* _What to work on_
Return, without anything added, the lines from the one containing "In the picture above, where can the refrigerator" through the end of the entries below, exactly as written.

(Natural-language object grounding data)
Segment Open

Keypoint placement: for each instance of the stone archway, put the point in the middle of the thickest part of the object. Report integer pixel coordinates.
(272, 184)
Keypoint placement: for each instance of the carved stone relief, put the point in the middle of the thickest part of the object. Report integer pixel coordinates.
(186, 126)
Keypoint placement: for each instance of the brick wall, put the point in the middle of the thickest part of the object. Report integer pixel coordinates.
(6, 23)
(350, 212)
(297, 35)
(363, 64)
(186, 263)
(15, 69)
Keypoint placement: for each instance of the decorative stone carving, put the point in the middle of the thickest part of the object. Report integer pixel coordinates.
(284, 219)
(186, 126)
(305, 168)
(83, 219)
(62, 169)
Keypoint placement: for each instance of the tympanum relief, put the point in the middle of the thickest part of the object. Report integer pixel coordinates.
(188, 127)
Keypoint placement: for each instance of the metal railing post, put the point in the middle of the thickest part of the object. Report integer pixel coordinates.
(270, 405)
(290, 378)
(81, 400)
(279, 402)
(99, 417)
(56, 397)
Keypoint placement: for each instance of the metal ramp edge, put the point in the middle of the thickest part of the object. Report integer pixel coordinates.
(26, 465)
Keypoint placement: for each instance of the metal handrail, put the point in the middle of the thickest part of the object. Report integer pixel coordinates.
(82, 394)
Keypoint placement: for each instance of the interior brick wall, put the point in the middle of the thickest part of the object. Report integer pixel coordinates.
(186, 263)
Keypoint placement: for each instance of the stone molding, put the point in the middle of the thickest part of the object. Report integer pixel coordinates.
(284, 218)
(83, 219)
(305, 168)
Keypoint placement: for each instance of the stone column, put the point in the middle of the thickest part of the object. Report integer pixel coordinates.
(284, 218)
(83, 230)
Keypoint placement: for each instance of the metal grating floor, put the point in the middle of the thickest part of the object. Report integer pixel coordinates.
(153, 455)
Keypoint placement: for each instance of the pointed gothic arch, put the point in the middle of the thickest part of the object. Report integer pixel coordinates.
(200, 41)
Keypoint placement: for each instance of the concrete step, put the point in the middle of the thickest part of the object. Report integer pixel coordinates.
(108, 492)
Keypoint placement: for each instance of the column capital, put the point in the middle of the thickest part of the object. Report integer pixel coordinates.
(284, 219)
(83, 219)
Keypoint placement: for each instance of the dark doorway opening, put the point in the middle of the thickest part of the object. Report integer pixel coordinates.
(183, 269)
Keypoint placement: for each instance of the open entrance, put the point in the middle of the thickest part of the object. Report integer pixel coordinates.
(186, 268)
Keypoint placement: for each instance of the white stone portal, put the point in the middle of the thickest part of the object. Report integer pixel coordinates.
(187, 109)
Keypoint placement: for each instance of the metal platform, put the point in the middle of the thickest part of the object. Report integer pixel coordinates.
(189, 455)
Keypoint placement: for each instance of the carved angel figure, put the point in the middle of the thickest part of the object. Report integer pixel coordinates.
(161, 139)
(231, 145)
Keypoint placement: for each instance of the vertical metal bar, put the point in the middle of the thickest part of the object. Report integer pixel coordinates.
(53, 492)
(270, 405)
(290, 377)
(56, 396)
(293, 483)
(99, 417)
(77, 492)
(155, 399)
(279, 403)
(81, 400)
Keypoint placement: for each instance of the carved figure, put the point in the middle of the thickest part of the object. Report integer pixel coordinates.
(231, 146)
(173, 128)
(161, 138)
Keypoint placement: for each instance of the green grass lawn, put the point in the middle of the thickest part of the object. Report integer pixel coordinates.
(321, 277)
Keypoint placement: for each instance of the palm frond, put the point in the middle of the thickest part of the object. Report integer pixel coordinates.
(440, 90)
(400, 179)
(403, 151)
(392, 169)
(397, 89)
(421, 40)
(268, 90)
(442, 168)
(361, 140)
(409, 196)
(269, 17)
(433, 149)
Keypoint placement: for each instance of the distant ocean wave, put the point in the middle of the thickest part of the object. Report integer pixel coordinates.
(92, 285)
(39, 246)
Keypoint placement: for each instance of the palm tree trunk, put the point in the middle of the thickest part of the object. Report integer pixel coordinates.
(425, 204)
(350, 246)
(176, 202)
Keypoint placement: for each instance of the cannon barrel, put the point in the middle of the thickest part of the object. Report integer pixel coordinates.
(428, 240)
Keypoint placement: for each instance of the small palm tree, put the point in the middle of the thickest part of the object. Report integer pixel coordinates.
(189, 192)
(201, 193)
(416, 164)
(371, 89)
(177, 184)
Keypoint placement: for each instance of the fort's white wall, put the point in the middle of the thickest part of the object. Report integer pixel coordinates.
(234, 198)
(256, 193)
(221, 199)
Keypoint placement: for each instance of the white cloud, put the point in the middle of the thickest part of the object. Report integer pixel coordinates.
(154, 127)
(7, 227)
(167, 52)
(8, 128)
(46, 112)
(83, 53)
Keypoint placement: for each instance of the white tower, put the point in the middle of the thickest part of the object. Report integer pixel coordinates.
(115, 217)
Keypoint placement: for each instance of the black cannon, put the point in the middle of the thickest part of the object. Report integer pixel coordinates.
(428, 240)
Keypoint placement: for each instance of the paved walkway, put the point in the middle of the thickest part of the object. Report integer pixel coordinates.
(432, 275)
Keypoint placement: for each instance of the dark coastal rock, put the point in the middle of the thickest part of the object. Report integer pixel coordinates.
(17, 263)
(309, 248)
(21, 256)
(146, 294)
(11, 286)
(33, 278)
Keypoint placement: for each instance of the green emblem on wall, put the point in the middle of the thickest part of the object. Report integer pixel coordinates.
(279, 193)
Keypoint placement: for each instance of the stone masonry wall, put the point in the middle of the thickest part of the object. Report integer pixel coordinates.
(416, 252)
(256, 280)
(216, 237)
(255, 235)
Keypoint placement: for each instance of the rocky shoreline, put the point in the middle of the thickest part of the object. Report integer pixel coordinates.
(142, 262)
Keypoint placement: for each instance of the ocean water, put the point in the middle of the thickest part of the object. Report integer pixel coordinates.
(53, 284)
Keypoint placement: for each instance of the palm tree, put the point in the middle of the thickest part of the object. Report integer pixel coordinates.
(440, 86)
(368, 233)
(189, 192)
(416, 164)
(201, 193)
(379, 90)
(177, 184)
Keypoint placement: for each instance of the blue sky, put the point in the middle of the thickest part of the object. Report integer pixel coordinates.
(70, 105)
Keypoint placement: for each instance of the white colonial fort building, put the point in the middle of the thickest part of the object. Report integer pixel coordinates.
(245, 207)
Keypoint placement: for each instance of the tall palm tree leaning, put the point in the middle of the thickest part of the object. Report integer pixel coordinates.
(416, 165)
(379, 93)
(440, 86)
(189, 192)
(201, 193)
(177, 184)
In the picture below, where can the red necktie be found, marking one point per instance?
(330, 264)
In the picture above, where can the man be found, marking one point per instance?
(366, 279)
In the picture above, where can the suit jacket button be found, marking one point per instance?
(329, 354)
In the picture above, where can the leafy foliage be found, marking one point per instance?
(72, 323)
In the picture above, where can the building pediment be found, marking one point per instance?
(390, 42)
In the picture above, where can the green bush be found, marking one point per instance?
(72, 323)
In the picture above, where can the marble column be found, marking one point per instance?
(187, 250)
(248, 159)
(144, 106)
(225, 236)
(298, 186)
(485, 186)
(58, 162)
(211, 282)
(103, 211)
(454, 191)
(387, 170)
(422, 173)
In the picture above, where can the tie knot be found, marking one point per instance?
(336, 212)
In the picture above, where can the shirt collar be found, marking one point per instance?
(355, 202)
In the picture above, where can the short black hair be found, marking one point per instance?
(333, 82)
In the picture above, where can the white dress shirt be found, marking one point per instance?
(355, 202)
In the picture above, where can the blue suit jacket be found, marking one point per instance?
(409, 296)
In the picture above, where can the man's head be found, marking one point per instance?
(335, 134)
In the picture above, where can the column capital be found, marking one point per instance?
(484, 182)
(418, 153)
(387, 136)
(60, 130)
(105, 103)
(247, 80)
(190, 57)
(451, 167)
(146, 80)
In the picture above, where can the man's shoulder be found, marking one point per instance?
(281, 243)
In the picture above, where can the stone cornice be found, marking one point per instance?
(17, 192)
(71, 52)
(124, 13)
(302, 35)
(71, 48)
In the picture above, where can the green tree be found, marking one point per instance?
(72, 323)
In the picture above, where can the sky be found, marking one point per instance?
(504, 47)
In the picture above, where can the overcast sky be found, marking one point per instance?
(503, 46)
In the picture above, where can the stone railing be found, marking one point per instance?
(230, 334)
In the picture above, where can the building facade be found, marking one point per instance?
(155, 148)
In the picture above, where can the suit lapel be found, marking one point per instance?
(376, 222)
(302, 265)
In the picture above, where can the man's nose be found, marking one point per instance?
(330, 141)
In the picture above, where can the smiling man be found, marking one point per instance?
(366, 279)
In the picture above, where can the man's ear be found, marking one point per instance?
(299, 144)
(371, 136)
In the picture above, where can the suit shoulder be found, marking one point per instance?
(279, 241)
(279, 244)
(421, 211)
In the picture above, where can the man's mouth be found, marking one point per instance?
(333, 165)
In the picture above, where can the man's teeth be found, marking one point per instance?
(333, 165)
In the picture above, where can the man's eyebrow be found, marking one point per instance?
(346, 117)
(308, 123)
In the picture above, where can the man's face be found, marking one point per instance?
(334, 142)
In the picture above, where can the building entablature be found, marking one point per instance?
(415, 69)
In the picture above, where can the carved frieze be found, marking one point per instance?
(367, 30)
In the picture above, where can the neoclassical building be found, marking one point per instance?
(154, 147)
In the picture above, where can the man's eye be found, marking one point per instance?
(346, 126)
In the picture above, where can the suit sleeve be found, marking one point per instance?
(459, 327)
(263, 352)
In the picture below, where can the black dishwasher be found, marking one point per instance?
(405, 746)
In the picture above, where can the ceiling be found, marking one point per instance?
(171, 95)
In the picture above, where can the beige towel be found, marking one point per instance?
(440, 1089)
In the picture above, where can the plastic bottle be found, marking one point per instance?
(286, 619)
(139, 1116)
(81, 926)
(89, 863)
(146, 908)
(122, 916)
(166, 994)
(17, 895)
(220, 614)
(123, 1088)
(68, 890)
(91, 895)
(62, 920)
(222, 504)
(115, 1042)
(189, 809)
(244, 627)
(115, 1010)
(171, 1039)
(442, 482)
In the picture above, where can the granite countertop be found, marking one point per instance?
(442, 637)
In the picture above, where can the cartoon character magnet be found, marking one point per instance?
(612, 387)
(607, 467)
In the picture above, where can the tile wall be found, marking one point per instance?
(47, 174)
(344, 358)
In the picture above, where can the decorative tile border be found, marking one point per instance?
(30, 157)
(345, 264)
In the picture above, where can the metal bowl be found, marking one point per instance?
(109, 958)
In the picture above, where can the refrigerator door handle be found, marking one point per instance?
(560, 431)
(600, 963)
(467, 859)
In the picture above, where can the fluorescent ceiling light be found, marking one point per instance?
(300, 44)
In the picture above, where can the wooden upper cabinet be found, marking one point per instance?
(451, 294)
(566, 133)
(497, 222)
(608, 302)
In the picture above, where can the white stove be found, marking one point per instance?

Segment Closed

* _Solution_
In the picture above, where can the refrigerator door handle be found, marking one point per instance?
(560, 431)
(600, 963)
(467, 859)
In the picture above, where can the fluorescent ceiling light be found, marking one point per instance?
(300, 44)
In the picture above, where can the wooden upper cabinet be found, marking one point per instance?
(451, 294)
(566, 133)
(497, 222)
(608, 302)
In the picture above, where can the white stove be found, marking one point per instance?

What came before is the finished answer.